* **Consigne**: Citez mot pour mot le passage de l'extrait consacré au dispositif Pinel, en commençant à « Pourtant, tous les » et en terminant à « ses finances personnelles. ».

---------- Extrait ----------

Pourquoi vous n'économisez pas autant d'impôts que vous le pensez avec le Pinel

Pourquoi vous n'économisez pas autant d'impôts que vous le pensez avec le Pinel Bon nombre de communes pourraient bientôt se voir exclues du champ d'application du dispositif qui permet aux investisseurs de défiscaliser jusqu'à 63 000 euros. Mais ce régime fiscal est-il aussi avantageux qu'il n'y paraît ?

Le Pinel tel qu'on le connaît prendra fin le 31 décembre 2017, date jusqu'à laquelle il avait été étendu. C'est-à-dire ? Nous le saurons lors de la présentation du projet de loi logement, prévue le 20 septembre 2017. Un indice : le ministre de la Cohésion des territoires, Jacques Mézard, a déjà fait savoir qu'il n'était pas favorable à un "arrêt brutal" du dispositif. A compter du 1er janvier 2018, ce dernier pourrait donc être limité aux zones tendues. Alors faut-il se ruer sur les opérations Pinel d'ici là ?

"Achetez un logement neuf, engagez-vous à le louer à un certain prix durant une durée minimum et, en échange, vous obtiendrez des réductions d'impôt ". Sur le papier, le Pinel a tout pour plaire. Pour rappel, il prévoit un allègement d'impôt qui augmente selon la durée d'engagement de la mise en location : 12% du montant de l'investissement (dans la limite de 300 000 euros d'investissement) pour une location de 6 ans, 18% pour 9 ans et 21% pour 12 ans d'engagement. Un outil de défiscalisation qui permet donc d'économiser jusqu'à 63 000 euros sur 12 ans. Au point que de nombreux particuliers se sont rués sur les logements éligibles : en 2016, ce sont plus de 61 000 biens de ce type qui ont été vendus en France. Les investisseurs Pinel représentent ainsi 53% des acheteurs de biens neufs en 2016. Et la tendance semble s'être encore accélérée au premier trimestre 2017, avec des ventes en hausse de 35% par rapport à la même période l'année précédente, selon la plateforme Theseis, spécialisée dans la gestion de patrimoine.

Dans certaines zones, les logements éligibles au Pinel s'achètent 20% plus cher que le prix du marché 

Pourtant, tous les professionnels ne partagent pas le même enthousiasme vis-à-vis du Pinel. " Bien souvent, il faut faire attention aux investissements qui mettent en avant des avantages fiscaux", avertit Louis Alexandre de Froissard, gérant associé au cabinet Montaigne Patrimoine. Pour ce spécialiste du conseil financier, investir dans un Pinel n'est pas toujours une décision aussi optimale qu'on pourrait le croire pour ses finances personnelles.

---------- Enregistrements fournis ----------

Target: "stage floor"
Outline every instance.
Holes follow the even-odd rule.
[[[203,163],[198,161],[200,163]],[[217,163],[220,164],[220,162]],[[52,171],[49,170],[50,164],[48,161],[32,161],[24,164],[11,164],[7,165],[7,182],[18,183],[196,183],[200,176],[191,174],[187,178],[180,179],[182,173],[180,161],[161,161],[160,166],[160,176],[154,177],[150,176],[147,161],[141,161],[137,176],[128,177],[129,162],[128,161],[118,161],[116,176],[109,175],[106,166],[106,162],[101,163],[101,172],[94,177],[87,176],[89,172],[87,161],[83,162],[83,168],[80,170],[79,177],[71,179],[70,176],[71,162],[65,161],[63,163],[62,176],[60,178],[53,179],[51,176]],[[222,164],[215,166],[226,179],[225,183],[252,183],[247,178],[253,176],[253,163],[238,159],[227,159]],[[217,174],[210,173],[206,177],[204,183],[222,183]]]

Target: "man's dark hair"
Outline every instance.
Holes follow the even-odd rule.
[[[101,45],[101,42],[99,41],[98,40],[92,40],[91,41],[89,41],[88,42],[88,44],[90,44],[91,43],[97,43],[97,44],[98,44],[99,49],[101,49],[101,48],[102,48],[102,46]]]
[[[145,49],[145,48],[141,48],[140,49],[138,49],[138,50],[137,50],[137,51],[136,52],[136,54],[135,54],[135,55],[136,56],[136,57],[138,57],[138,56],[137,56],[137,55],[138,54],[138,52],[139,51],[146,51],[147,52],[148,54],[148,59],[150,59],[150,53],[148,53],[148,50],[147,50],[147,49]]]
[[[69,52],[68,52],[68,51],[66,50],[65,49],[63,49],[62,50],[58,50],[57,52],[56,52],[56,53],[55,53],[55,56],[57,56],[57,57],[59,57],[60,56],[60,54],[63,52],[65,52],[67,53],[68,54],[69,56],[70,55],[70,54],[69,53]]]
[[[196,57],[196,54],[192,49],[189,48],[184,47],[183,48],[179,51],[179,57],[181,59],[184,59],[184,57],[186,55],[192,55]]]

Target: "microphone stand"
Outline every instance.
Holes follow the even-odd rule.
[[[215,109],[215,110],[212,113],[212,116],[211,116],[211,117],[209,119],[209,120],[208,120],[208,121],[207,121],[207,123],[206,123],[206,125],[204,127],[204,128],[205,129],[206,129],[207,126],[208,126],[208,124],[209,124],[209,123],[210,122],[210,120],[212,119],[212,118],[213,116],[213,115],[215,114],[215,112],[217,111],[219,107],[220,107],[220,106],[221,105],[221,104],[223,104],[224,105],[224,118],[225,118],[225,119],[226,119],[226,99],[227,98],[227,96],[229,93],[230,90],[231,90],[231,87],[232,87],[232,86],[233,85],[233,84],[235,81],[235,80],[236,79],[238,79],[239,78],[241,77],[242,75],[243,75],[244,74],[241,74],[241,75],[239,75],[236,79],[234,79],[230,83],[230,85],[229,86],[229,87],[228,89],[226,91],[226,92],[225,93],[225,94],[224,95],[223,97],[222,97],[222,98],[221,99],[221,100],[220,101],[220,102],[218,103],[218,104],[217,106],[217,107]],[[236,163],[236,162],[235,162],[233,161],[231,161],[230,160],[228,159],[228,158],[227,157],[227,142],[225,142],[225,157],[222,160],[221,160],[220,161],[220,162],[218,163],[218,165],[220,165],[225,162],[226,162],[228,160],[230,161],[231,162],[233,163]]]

----------
---------- Enregistrements fournis ----------

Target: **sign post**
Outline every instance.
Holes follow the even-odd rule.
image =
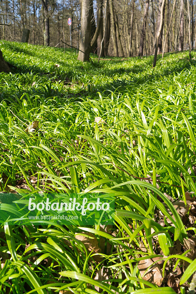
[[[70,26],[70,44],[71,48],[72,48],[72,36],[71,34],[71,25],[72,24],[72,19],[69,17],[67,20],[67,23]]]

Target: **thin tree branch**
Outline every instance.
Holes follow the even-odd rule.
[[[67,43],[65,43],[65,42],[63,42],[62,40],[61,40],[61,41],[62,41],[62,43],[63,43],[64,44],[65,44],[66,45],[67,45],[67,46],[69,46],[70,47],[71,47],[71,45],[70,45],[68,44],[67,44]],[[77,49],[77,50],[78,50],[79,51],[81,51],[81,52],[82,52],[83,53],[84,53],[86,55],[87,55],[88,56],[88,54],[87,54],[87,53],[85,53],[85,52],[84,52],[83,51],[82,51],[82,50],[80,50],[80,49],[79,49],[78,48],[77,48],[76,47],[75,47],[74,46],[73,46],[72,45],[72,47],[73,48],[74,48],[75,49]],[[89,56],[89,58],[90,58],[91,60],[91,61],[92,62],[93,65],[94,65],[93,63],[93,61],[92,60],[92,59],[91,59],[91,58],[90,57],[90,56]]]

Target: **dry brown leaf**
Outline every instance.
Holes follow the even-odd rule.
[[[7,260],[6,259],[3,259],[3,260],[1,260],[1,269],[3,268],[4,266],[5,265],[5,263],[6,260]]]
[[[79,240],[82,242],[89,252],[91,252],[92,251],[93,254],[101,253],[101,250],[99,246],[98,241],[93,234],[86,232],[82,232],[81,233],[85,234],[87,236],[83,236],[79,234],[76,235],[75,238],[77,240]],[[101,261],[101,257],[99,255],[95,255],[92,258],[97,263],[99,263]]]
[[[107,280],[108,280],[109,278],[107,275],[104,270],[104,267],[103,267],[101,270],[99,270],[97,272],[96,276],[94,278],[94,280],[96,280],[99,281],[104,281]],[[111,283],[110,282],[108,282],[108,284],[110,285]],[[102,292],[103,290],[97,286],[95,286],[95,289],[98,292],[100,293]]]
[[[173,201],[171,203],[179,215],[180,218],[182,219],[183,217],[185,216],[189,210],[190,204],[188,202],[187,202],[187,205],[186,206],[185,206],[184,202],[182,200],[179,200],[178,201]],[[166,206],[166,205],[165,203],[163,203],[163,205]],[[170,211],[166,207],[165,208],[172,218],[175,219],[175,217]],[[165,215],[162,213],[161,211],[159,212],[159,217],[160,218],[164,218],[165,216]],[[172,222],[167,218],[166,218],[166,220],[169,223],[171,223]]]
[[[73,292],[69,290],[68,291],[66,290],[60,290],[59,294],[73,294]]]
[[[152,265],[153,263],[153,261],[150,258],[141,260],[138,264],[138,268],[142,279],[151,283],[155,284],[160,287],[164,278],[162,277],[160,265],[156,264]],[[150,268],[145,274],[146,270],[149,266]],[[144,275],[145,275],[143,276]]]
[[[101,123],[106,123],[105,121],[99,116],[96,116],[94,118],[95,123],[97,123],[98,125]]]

----------

* **Réponse rédigée**:
Pourtant, tous les professionnels ne partagent pas le même enthousiasme vis-à-vis du Pinel. " Bien souvent, il faut faire attention aux investissements qui mettent en avant des avantages fiscaux", avertit Louis Alexandre de Froissard, gérant associé au cabinet Montaigne Patrimoine. Pour ce spécialiste du conseil financier, investir dans un Pinel n'est pas toujours une décision aussi optimale qu'on pourrait le croire pour ses finances personnelles.